● What is required
Keep only those lines of the records that include the string "lake".

Region pointing data:
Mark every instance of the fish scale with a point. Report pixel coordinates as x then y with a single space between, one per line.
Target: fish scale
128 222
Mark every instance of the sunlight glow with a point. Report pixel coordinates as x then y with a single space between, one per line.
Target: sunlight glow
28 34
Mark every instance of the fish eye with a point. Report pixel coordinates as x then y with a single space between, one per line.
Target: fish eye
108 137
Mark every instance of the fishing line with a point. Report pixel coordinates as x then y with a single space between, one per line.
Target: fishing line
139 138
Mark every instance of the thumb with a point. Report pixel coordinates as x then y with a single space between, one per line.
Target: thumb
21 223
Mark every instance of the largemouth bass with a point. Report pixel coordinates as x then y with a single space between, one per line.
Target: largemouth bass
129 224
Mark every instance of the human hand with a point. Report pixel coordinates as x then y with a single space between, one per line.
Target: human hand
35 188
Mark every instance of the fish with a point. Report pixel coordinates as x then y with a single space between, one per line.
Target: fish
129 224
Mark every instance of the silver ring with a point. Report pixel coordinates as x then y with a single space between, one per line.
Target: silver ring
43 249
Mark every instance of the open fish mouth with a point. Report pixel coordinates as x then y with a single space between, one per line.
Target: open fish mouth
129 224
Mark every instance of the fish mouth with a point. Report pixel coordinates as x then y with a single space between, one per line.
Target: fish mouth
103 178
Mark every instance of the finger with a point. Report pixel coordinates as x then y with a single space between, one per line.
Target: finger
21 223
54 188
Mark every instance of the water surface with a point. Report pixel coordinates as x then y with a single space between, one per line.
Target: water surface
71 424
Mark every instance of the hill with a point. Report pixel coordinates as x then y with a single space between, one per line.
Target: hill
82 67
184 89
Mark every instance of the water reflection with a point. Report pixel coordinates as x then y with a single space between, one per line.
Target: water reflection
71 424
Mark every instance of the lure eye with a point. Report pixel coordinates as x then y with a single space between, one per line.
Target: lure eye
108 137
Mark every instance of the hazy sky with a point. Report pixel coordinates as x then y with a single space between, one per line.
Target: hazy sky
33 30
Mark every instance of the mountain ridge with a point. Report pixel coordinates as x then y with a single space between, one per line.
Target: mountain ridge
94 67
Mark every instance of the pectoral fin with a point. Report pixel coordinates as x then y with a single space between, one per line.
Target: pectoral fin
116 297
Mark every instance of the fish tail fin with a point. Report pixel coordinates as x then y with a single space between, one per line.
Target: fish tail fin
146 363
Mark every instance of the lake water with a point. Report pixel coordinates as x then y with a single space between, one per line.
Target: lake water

● Problem solution
Mark every instance of the lake water with a point. Report pixel coordinates as x then y with a single space between, one per line.
Target: lake water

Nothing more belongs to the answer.